--- Instructions for the task ---
Reproduce all of the data exactly, with no line skipped.

--- Items ---
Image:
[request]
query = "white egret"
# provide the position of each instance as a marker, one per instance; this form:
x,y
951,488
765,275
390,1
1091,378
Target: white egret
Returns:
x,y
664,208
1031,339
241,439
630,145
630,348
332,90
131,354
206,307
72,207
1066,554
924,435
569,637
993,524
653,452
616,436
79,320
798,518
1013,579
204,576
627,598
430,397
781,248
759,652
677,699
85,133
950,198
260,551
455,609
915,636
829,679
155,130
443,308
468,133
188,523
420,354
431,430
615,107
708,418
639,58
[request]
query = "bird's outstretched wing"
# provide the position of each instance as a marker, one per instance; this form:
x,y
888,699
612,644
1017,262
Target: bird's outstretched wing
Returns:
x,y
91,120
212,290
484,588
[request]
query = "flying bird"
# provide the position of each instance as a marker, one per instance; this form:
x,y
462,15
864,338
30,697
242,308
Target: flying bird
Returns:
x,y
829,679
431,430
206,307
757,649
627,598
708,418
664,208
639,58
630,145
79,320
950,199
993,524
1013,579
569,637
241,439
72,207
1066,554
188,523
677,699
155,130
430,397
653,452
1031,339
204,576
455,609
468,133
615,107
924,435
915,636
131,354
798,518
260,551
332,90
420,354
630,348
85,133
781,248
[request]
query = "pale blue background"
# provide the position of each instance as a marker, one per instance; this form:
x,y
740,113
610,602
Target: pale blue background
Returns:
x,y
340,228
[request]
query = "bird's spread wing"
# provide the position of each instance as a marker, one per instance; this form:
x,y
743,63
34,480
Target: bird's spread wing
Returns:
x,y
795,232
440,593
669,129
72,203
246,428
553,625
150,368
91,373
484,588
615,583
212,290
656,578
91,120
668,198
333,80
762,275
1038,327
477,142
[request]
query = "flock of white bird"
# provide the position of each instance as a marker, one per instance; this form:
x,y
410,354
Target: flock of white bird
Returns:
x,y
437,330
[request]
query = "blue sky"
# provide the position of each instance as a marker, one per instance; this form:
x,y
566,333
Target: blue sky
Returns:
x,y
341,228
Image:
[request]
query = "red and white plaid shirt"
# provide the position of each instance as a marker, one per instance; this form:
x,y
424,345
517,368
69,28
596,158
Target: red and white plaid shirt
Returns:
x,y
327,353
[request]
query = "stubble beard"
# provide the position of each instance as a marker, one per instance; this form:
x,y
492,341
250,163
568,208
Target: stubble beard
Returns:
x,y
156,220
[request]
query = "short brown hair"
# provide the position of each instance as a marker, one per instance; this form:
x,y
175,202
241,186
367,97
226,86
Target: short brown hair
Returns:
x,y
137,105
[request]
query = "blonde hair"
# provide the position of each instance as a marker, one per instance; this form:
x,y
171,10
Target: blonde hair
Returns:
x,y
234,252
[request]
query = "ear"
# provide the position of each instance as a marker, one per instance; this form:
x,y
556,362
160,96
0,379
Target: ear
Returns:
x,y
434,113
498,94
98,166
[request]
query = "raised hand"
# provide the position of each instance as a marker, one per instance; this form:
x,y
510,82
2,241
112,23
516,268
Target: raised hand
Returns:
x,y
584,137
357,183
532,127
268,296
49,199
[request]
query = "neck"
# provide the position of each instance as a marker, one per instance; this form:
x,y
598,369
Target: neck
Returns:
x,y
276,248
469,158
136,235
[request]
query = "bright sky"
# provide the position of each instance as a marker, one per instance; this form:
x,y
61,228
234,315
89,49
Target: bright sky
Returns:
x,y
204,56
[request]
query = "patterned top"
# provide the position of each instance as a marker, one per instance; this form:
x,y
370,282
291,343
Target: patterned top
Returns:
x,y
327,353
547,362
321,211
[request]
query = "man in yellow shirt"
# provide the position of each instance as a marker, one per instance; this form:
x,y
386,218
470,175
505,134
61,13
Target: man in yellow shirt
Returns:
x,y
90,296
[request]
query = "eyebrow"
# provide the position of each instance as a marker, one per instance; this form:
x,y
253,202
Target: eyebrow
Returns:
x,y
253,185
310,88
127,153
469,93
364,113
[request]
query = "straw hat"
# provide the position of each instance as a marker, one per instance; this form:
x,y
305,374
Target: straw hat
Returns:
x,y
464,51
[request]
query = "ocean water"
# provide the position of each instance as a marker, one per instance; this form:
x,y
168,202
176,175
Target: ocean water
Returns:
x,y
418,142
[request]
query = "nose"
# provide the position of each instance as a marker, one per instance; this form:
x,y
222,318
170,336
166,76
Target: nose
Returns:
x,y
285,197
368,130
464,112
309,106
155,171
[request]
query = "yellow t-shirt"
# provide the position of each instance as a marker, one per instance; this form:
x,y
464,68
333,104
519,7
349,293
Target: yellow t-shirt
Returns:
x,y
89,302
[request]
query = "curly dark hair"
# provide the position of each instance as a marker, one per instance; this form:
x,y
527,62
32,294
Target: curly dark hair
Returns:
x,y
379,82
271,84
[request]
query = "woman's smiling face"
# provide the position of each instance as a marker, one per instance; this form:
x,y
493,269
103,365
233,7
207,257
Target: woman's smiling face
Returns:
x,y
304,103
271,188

--- Output below ---
Image:
[request]
query = "white egret"
# provide the position of each instance as a marker, one per instance; this form:
x,y
951,488
765,275
390,1
1091,378
Target: white egret
Returns:
x,y
664,208
1031,339
241,439
630,145
630,348
332,90
131,354
206,307
72,207
1066,554
924,435
569,637
993,524
653,452
616,436
79,320
798,518
1013,579
204,576
627,598
430,397
781,248
759,652
677,699
85,133
950,198
260,551
455,609
915,636
829,679
155,130
443,308
468,133
188,523
420,354
431,430
615,107
708,418
639,58
[request]
query = "bird's outstretched wing"
# provide the position of each instance as a marker, one per instance; this form:
x,y
888,699
612,644
1017,262
Target: bird's outstretched wing
Returns:
x,y
91,120
212,290
484,588
[request]
query = "flying bird"
# provide the position of each instance as a marker, one per instance; this form:
x,y
462,15
864,338
30,697
242,308
Target: flying bird
Returns:
x,y
829,679
431,430
206,307
757,649
627,598
708,418
664,208
639,58
630,145
79,320
950,199
993,524
1013,579
569,637
241,439
72,207
1066,554
188,523
677,699
155,130
430,397
653,452
1031,339
204,576
455,609
468,133
615,107
924,435
915,636
131,354
798,518
260,551
332,90
420,354
630,348
85,133
781,248
[request]
query = "pale blue background"
# provide the position of each instance as a marker, one per instance; this form:
x,y
740,113
610,602
Target: pale blue background
Returns:
x,y
340,228
[request]
query = "bird's spread wing"
# provide the position of each instance as a marker, one per instance; this form:
x,y
743,63
34,480
Target: bird's spread wing
Returns:
x,y
795,232
440,593
669,129
72,203
246,428
553,625
150,368
91,373
484,588
615,583
212,290
656,578
91,120
668,198
333,80
762,275
1038,327
477,142
[request]
query = "flock of white bird"
# provide the position of each instance as a marker, one per instance; this form:
x,y
410,354
Target: flock of white bird
Returns:
x,y
437,330
[request]
query = "blue sky"
# provide the position of each instance as a marker, one per instance; this form:
x,y
566,333
Target: blue sky
Returns:
x,y
341,228
Image:
[request]
query = "red and white plaid shirt"
# provide the position of each instance as a marker, one per instance; this form:
x,y
424,345
517,368
69,28
596,158
Target: red and white plaid shirt
Returns:
x,y
327,353
[request]
query = "stubble beard"
# provide the position of each instance as a marker, one per instance; this form:
x,y
492,341
250,163
568,208
Target: stubble beard
Returns:
x,y
156,220
[request]
query = "short brown hair"
# provide the position of each instance as a marker, one per instance; this form:
x,y
175,202
241,186
367,97
226,86
Target: short brown hair
Returns:
x,y
137,105
[request]
query = "blonde hair"
# provide the position of each instance as a marker, one per instance; this form:
x,y
171,10
Target: blonde hair
Returns:
x,y
234,252
[request]
query = "ear"
# provide the position of each instance as a marker, one per instance; this form:
x,y
556,362
160,96
0,379
Target: ear
Returns:
x,y
434,113
498,94
98,166
[request]
query = "raised hand"
# provide the position of each instance as a marker, one per instance; this form:
x,y
510,82
2,241
112,23
516,268
Target: raised hand
Returns:
x,y
584,137
357,183
532,127
268,296
49,199
[request]
query = "neck"
# provide the position of each instance as a marker, one per instance; this form:
x,y
598,369
Target: neck
Returns:
x,y
276,248
469,158
136,235
[request]
query = "bright sky"
# provide the position of each instance as a marker, one per instance; this form:
x,y
61,228
234,315
89,49
Target: bright sky
Returns:
x,y
204,56
[request]
query = "patterned top"
# provide the position of each instance as a marker, one per instance; this form:
x,y
370,282
291,343
Target: patterned top
Returns:
x,y
327,353
547,362
321,211
[request]
query = "man in yellow shirt"
# provide the position of each instance as a marker, one per instance; this form:
x,y
386,218
470,175
505,134
61,13
Target: man in yellow shirt
Returns:
x,y
90,296
[request]
query = "eyebrow"
# provide the position of each instance as a marker, one per instance; this form:
x,y
253,202
Target: eyebrow
Returns:
x,y
253,185
310,88
127,153
469,93
364,113
[request]
query = "straw hat"
# provide the position of each instance as a marker, one per instance; this form:
x,y
305,374
Target: straw hat
Returns:
x,y
464,51
[request]
query = "ocean water"
# provide the position of each instance as a marker, one per instance; this form:
x,y
168,202
176,175
Target: ocean water
Returns:
x,y
418,142
[request]
query = "nose"
# provide the position of each instance as a marker, one per instance; this form:
x,y
222,318
170,336
166,76
Target: nose
Returns:
x,y
285,197
368,130
464,112
309,106
155,171
[request]
query = "yellow t-shirt"
# provide the position of each instance as a marker, one per instance; this form:
x,y
464,68
333,104
519,7
349,293
Target: yellow t-shirt
Returns:
x,y
89,302
[request]
query = "curly dark hair"
# provide the position of each instance as a marker, one per instance; this form:
x,y
527,62
32,294
Target: curly dark hair
Returns:
x,y
379,82
271,84
[request]
query = "woman's smiling face"
# provide the position of each instance as a marker, one per instance; this form:
x,y
493,269
103,365
233,7
207,257
Target: woman's smiling face
Returns:
x,y
304,103
271,188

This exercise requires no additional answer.